• _RECORDS FOR THIS TASK_:
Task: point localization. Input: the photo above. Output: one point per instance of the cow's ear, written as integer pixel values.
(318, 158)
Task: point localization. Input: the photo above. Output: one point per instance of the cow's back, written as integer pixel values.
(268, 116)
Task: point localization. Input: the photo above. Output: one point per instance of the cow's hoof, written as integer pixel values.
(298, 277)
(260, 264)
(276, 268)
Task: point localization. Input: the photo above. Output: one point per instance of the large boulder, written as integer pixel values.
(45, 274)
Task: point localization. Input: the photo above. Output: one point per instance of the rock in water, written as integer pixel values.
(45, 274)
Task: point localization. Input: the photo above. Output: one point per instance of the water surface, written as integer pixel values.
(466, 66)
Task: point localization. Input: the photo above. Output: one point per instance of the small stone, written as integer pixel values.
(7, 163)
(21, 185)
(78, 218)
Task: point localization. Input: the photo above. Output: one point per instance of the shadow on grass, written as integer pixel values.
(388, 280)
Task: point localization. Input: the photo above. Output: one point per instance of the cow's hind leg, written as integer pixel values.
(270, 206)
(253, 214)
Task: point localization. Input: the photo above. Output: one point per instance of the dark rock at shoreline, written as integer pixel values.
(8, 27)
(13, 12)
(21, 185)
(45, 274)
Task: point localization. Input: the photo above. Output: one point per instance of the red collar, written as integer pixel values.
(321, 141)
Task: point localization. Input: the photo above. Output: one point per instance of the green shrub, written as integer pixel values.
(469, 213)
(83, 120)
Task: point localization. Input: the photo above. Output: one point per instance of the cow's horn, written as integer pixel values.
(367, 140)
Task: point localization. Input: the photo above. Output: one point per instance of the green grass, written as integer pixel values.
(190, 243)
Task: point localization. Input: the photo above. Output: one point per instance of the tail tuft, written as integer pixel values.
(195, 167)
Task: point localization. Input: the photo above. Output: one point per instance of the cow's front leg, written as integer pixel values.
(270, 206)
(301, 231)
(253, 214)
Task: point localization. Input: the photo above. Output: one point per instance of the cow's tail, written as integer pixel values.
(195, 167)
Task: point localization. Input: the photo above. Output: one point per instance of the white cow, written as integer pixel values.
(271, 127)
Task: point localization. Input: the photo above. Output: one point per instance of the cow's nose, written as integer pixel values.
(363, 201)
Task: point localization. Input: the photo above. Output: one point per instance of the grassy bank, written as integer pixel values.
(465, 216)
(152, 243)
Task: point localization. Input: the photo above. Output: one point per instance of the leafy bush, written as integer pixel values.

• _TASK BRIEF_: Add 148 to each coordinate value in the answer points of the listing, starting at the line that contains "green grass, written as integer pixel values." and ending at the last line of the listing. Write out that whole stretch again, with every other line unchanged.

• _SOLUTION TO THE PROBLEM_:
Task: point localization. Input: the photo above. Output: one point per instance of the green grass, written as integer pixel values.
(338, 391)
Task: point localization. Input: the photo above. Output: one point per instance of the tail tuft, written as integer pixel values.
(343, 315)
Task: point localization. Input: the photo above. Output: one point per instance of the cow's front leg, written as integer pixel values.
(418, 354)
(449, 379)
(401, 362)
Task: point localization. Input: the photo above. Output: one point per instance of the cow's tail, written as integer pixel values.
(343, 315)
Task: point localization. Input: the photo above. Output: one point per instance of the white cow, written as integer pixel values.
(419, 275)
Task: point localization. Input: the photo above. Output: one point per instance of the cow's nose, written as integer pixel values.
(511, 349)
Task: point localization. Input: the photo above. Output: one point per instance of the grassy bank, written as integer pixel values.
(613, 364)
(300, 391)
Task: point localization. Input: the photo above. Output: one point per instance of the leafy bush, written as integer pixel values.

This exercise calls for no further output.